--- Provided material ---
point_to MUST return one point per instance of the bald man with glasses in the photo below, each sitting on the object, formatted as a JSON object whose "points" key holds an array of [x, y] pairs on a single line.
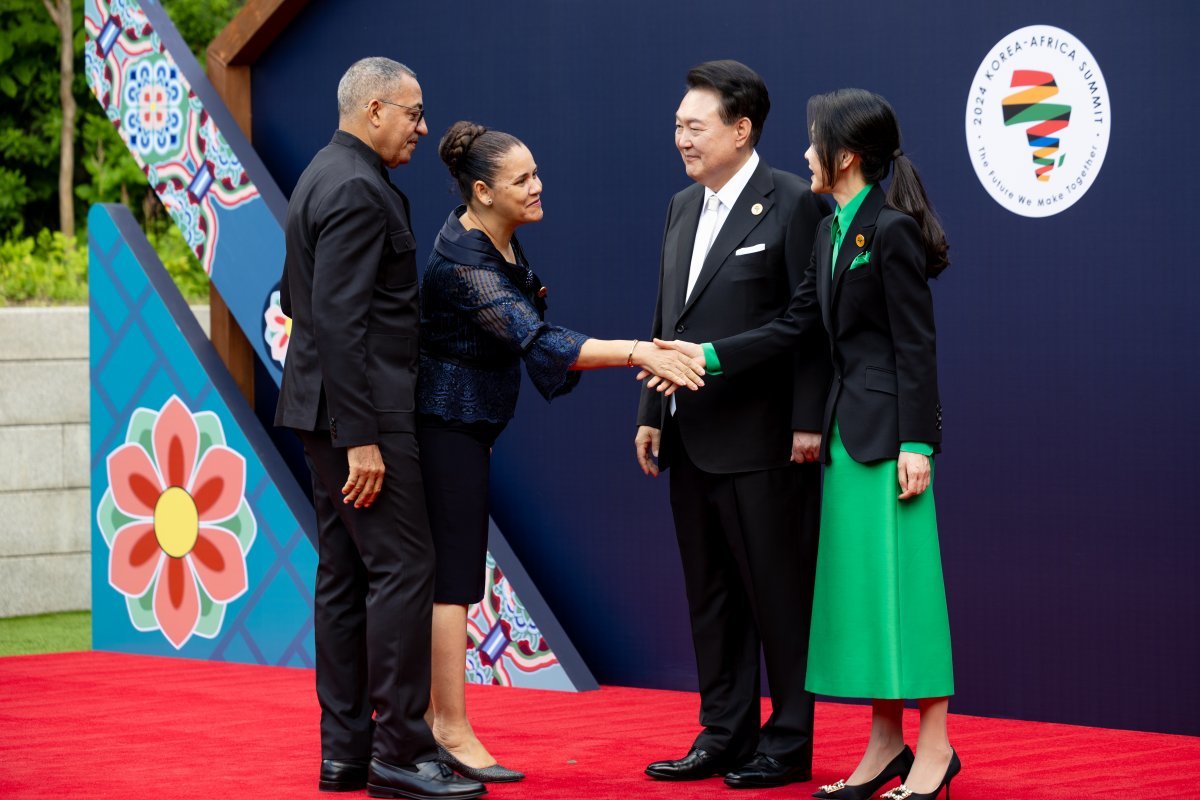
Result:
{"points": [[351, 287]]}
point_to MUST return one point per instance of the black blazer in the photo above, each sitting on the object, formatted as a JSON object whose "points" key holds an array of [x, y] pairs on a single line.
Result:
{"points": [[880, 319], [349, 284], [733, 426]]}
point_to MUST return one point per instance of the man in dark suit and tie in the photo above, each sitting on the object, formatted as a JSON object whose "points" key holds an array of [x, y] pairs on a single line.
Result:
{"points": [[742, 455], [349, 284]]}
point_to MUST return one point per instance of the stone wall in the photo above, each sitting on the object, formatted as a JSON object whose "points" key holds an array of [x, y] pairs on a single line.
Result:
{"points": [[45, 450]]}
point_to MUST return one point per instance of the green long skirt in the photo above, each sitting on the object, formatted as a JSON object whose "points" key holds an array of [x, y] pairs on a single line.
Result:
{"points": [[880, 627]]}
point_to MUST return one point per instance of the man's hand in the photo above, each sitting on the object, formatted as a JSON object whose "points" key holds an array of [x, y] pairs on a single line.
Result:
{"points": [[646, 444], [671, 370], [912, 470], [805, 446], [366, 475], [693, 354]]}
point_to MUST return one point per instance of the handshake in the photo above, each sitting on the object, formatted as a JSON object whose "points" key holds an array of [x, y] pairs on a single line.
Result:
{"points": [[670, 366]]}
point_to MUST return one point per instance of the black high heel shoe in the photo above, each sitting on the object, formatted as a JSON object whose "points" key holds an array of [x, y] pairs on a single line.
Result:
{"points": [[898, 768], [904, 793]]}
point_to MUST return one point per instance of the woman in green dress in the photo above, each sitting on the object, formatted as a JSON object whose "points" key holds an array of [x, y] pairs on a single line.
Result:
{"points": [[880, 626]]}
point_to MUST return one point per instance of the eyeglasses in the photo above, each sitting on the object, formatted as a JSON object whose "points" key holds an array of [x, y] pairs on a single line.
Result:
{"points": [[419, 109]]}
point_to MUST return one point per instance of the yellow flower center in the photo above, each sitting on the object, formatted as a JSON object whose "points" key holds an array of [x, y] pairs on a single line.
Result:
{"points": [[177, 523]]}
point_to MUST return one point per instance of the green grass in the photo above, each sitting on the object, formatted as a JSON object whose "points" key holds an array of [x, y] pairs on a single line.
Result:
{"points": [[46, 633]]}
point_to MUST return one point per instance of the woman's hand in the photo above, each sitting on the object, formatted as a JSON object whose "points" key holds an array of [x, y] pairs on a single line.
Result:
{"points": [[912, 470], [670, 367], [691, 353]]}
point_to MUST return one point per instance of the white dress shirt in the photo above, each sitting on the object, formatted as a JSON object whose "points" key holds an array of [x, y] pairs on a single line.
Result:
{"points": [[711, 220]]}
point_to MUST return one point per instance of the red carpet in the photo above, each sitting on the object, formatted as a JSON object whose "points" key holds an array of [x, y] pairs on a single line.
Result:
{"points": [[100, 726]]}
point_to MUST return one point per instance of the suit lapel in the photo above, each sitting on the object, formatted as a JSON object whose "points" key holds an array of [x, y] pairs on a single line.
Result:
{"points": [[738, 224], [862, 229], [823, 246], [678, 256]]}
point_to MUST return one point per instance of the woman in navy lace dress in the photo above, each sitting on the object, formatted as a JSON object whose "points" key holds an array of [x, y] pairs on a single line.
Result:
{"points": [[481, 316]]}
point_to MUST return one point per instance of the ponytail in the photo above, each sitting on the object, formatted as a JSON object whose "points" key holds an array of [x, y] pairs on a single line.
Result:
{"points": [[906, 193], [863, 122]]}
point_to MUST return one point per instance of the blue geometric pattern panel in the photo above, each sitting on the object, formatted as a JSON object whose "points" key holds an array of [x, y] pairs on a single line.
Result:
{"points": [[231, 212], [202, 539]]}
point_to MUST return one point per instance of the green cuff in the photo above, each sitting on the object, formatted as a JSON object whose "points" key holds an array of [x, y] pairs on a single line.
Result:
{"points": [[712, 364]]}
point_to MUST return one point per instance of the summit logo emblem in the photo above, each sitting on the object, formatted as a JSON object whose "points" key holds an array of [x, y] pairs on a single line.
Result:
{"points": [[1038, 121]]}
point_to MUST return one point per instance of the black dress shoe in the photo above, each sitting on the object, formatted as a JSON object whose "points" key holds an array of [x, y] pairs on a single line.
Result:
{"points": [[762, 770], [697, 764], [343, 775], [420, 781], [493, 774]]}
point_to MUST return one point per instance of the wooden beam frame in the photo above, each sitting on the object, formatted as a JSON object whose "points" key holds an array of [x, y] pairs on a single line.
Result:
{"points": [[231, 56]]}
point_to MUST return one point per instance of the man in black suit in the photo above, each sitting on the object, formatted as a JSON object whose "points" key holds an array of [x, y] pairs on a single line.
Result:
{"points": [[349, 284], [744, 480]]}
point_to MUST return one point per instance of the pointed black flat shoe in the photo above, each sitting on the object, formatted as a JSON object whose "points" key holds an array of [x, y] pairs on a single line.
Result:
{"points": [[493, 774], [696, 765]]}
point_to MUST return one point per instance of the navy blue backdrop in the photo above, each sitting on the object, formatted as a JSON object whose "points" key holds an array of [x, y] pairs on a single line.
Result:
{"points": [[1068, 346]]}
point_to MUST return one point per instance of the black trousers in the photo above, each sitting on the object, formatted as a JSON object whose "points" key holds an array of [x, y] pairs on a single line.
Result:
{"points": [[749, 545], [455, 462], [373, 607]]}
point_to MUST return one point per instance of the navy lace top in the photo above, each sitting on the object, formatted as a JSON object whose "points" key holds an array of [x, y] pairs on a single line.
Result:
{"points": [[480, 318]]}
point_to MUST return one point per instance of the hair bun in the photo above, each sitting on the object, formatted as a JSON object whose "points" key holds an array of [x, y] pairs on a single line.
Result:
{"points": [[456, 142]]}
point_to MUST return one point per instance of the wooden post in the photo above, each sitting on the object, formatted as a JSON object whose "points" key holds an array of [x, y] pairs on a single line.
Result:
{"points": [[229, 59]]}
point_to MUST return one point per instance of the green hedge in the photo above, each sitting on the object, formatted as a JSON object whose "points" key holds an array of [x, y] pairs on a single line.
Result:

--- What you will do ---
Look over the entries for "woman", then copy every line that includes that string.

--- Exercise solution ---
point_to MUST return one point per instance of the woman in green dress in the photo above, each sitting on the object, formatted as a JSON object whose "points" key holds an array of [x, y] pairs on a single line.
point_to MUST return one point per instance of the woman's hand in the photo above, each sitting on the object, formatted as a JSON object whose "points" key holds an array of [x, y] pairs on a single line.
point_to MUST return one point per instance of the woman in navy lace dress in the photo above, each sitting on the object, formatted as a JSON object whose "points" key holds an array of [x, y] pairs on a single line.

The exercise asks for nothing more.